* _THE PROBLEM_
Among the records, which lines hold the word "hand"? Pick them out.

* _LISTED RECORDS_
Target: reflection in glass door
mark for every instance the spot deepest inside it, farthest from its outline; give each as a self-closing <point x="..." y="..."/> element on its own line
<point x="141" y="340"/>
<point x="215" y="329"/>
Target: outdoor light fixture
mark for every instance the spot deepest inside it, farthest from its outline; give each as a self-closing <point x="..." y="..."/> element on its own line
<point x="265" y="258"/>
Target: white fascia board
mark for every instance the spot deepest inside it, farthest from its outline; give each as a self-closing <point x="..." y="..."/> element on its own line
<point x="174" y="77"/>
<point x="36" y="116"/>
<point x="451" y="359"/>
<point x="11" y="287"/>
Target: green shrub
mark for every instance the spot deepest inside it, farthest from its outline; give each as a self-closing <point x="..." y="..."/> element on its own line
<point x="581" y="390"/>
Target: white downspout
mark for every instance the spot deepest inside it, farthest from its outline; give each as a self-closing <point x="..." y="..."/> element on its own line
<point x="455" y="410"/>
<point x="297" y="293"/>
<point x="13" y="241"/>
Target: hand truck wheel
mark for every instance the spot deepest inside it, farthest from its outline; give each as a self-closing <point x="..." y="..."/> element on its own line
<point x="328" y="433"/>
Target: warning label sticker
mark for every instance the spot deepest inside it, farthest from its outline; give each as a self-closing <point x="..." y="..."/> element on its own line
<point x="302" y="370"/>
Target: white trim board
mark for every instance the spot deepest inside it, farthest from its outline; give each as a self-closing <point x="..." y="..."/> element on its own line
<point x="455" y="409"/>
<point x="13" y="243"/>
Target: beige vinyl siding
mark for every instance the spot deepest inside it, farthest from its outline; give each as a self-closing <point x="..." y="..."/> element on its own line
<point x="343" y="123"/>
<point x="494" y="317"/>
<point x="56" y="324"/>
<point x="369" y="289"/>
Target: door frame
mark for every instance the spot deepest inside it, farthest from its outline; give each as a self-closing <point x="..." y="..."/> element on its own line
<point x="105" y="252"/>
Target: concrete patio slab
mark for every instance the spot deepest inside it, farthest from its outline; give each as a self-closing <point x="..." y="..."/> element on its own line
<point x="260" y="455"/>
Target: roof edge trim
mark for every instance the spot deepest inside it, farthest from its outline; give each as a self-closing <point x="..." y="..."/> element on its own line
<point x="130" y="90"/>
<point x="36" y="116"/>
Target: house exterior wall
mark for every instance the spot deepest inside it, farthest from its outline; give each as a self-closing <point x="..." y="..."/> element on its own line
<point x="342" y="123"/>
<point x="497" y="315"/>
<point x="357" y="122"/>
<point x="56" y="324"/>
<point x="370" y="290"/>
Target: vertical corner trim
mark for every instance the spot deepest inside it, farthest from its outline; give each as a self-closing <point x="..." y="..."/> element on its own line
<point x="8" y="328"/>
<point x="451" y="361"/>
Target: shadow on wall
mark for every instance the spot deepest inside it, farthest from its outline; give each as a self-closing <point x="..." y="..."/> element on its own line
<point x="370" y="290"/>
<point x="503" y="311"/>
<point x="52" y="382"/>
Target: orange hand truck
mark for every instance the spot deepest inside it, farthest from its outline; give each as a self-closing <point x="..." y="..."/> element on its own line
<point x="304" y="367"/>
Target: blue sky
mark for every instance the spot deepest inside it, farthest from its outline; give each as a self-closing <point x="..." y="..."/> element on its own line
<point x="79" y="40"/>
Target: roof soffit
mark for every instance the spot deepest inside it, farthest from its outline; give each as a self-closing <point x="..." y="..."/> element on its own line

* _ANSWER AREA_
Target: hand truck wheel
Target: orange hand truck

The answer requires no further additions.